*REQUIREMENT*:
Starting at the line that contains "Task: place a pin on each instance of the snowy" and running through the end of the records, rewrite those lines with "pin" changed to "marker" each time it appears and nothing else altered. Return only those lines.

*TASK MATERIAL*:
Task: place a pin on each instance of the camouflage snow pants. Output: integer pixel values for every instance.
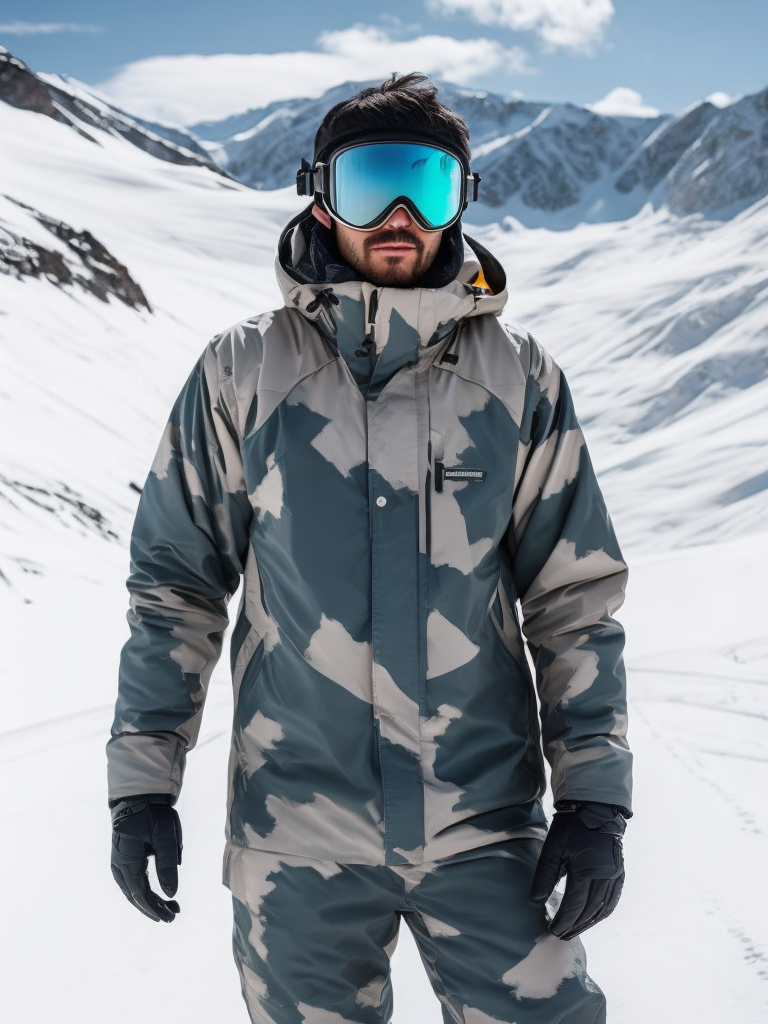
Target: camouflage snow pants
(313, 939)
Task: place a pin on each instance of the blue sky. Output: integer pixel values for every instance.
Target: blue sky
(665, 54)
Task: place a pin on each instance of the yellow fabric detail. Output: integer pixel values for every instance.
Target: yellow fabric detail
(480, 282)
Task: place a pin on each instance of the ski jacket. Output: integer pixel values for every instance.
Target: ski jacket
(402, 484)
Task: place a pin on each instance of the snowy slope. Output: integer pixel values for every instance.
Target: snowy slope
(552, 165)
(660, 324)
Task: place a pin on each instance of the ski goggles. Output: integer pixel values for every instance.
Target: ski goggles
(363, 184)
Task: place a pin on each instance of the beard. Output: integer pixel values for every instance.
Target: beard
(394, 270)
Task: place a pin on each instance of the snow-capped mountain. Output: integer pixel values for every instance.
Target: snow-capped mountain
(72, 103)
(551, 165)
(118, 262)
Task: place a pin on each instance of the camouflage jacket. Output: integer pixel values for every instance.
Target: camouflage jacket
(399, 511)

*SOLUTION TO THIS PROBLEM*:
Task: place a marker on each instance of the snowy slope. Output: integer pixel values for every instance.
Target: snowy slope
(552, 165)
(660, 324)
Task: place a marker on each instance of the ski goggles. Output: integer pixel values for every instance.
Target: ski goggles
(363, 184)
Task: place a marker on each instance of the beard. Output: integer pixel values for every instance.
Target: beard
(394, 270)
Task: place a marker on each instance of the snow-capped mountain. Output: integer pixel values for every instance.
Target: snow-capped mountain
(72, 103)
(551, 165)
(118, 262)
Task: place a marker on each instance of the camouflage jacket. Output: integer pixel values for every instance.
Target: camouflage jacket
(399, 511)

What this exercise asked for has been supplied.